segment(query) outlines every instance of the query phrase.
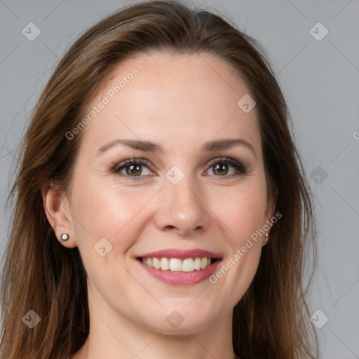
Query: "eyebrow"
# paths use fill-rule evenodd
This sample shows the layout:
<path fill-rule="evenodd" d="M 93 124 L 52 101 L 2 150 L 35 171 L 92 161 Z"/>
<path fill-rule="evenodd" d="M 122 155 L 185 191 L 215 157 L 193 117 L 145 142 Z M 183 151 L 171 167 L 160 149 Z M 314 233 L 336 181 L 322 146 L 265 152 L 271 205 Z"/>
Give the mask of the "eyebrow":
<path fill-rule="evenodd" d="M 114 146 L 122 144 L 138 151 L 144 152 L 163 153 L 163 149 L 159 144 L 155 144 L 150 141 L 144 141 L 142 140 L 128 140 L 118 139 L 111 141 L 104 144 L 98 149 L 97 154 L 102 154 Z M 257 158 L 255 149 L 249 143 L 242 138 L 226 138 L 223 140 L 216 140 L 209 141 L 204 144 L 201 151 L 209 152 L 219 149 L 226 149 L 233 147 L 234 146 L 245 146 L 253 152 L 255 157 Z"/>

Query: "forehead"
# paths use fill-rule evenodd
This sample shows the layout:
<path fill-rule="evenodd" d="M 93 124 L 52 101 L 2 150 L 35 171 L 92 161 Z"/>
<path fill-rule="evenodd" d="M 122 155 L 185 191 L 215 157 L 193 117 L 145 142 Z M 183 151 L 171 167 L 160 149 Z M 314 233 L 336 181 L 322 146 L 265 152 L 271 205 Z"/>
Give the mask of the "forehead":
<path fill-rule="evenodd" d="M 118 64 L 104 81 L 85 111 L 104 104 L 93 114 L 86 137 L 97 144 L 150 137 L 175 146 L 177 140 L 234 135 L 260 145 L 255 107 L 245 113 L 238 105 L 248 93 L 234 69 L 215 56 L 143 54 Z"/>

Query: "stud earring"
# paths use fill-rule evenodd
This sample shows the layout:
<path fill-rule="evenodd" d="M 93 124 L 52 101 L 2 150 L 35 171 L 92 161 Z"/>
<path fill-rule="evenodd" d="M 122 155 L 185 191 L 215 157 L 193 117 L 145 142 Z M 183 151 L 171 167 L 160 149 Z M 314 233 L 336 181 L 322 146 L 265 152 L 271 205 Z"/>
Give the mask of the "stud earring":
<path fill-rule="evenodd" d="M 266 243 L 263 245 L 263 247 L 264 247 L 264 245 L 266 245 L 266 243 L 267 243 L 267 242 L 268 242 L 268 233 L 266 233 L 266 238 L 267 240 L 266 241 Z"/>
<path fill-rule="evenodd" d="M 61 241 L 62 241 L 63 242 L 65 242 L 65 241 L 67 241 L 69 238 L 69 236 L 68 234 L 67 234 L 66 233 L 63 233 L 60 237 L 60 239 L 61 239 Z"/>

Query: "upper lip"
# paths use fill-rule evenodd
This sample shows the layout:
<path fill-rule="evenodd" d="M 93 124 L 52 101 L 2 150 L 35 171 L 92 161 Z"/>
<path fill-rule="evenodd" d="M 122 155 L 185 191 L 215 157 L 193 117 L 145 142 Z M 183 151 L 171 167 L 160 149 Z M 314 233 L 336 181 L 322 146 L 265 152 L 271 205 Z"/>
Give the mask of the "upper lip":
<path fill-rule="evenodd" d="M 196 258 L 196 257 L 206 257 L 207 258 L 216 258 L 220 259 L 221 255 L 218 253 L 214 253 L 213 252 L 210 252 L 208 250 L 195 249 L 195 250 L 179 250 L 179 249 L 168 249 L 168 250 L 157 250 L 156 252 L 151 252 L 149 253 L 145 253 L 140 256 L 139 257 L 146 257 L 146 258 L 178 258 L 180 259 L 185 259 L 186 258 Z"/>

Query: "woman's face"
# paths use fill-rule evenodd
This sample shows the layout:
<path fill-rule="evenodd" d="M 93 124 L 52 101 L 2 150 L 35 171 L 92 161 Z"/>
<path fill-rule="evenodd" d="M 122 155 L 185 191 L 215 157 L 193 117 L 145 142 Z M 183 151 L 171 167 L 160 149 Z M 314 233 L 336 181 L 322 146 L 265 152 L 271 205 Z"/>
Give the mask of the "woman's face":
<path fill-rule="evenodd" d="M 92 315 L 168 333 L 231 318 L 265 237 L 242 248 L 273 215 L 248 93 L 222 60 L 157 53 L 118 65 L 86 109 L 62 244 Z"/>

= = = = = = =

■ **Your task**
Omit the images and transcribe all of the records above word for word.

■ **The output**
segment(query) outlines every instance of the query phrase.
Query: "eyebrow"
# paths use fill-rule evenodd
This sample shows the layout:
<path fill-rule="evenodd" d="M 93 124 L 52 101 L 2 150 L 35 171 L 92 161 Z"/>
<path fill-rule="evenodd" d="M 122 155 L 185 191 L 215 157 L 193 117 L 145 142 Z M 183 151 L 171 167 L 160 149 Z M 314 233 L 336 181 L 322 146 L 265 152 L 271 205 Z"/>
Give the mask of the "eyebrow":
<path fill-rule="evenodd" d="M 114 146 L 122 144 L 138 151 L 144 152 L 163 153 L 163 149 L 159 144 L 155 144 L 150 141 L 144 141 L 142 140 L 128 140 L 118 139 L 111 141 L 104 144 L 98 149 L 97 154 L 102 154 Z M 257 158 L 255 149 L 249 143 L 242 138 L 226 138 L 223 140 L 216 140 L 209 141 L 204 144 L 201 151 L 209 152 L 219 149 L 226 149 L 233 147 L 234 146 L 245 146 L 253 152 L 255 157 Z"/>

Query: "forehead"
# paths use fill-rule evenodd
This sample shows the layout:
<path fill-rule="evenodd" d="M 93 124 L 52 101 L 2 150 L 35 171 L 92 161 Z"/>
<path fill-rule="evenodd" d="M 122 155 L 185 191 L 215 157 L 193 117 L 145 142 Z M 183 151 L 171 167 L 160 149 Z M 314 233 L 336 181 L 322 146 L 265 152 L 271 205 Z"/>
Give the mask of the "forehead":
<path fill-rule="evenodd" d="M 118 64 L 104 81 L 85 111 L 104 104 L 93 114 L 86 137 L 97 144 L 150 137 L 175 146 L 177 140 L 234 135 L 260 145 L 255 107 L 245 113 L 238 105 L 248 93 L 234 69 L 215 56 L 143 54 Z"/>

Query: "stud earring"
# paths use fill-rule evenodd
This sample shows the layout:
<path fill-rule="evenodd" d="M 93 124 L 52 101 L 2 150 L 35 171 L 92 161 Z"/>
<path fill-rule="evenodd" d="M 122 155 L 185 191 L 215 157 L 193 117 L 145 142 Z M 183 151 L 171 167 L 160 149 Z M 314 233 L 336 181 L 322 146 L 265 152 L 271 205 Z"/>
Give the mask of the "stud earring":
<path fill-rule="evenodd" d="M 266 243 L 263 245 L 263 247 L 264 247 L 264 245 L 266 245 L 266 243 L 267 243 L 267 242 L 268 242 L 268 233 L 266 233 L 266 238 L 267 240 L 266 241 Z"/>
<path fill-rule="evenodd" d="M 61 241 L 62 241 L 63 242 L 65 242 L 65 241 L 67 241 L 69 238 L 69 236 L 68 234 L 67 234 L 66 233 L 63 233 L 60 237 L 60 239 L 61 239 Z"/>

Query: "upper lip"
# paths use fill-rule evenodd
This sample shows the layout:
<path fill-rule="evenodd" d="M 93 124 L 52 101 L 2 150 L 35 171 L 92 161 Z"/>
<path fill-rule="evenodd" d="M 122 155 L 185 191 L 215 157 L 193 117 L 145 142 Z M 183 151 L 171 167 L 160 149 Z M 314 233 L 336 181 L 322 146 L 265 152 L 271 205 Z"/>
Give the mask of the "upper lip":
<path fill-rule="evenodd" d="M 196 258 L 196 257 L 206 257 L 207 258 L 216 258 L 220 259 L 221 255 L 218 253 L 214 253 L 213 252 L 210 252 L 208 250 L 195 249 L 195 250 L 179 250 L 179 249 L 168 249 L 168 250 L 157 250 L 156 252 L 151 252 L 149 253 L 145 253 L 140 256 L 139 257 L 146 257 L 146 258 L 178 258 L 180 259 L 185 259 L 186 258 Z"/>

Query: "woman's face"
# paths use fill-rule evenodd
This sample shows the layout:
<path fill-rule="evenodd" d="M 93 124 L 52 101 L 2 150 L 35 171 L 92 161 Z"/>
<path fill-rule="evenodd" d="M 122 155 L 185 191 L 215 157 L 193 117 L 145 142 Z M 183 151 L 171 167 L 160 149 Z M 314 233 L 336 181 L 322 146 L 265 152 L 271 205 Z"/>
Give the mask of the "woman's face":
<path fill-rule="evenodd" d="M 92 315 L 168 333 L 231 318 L 265 237 L 242 248 L 273 215 L 248 93 L 222 60 L 157 53 L 118 65 L 86 109 L 62 244 Z"/>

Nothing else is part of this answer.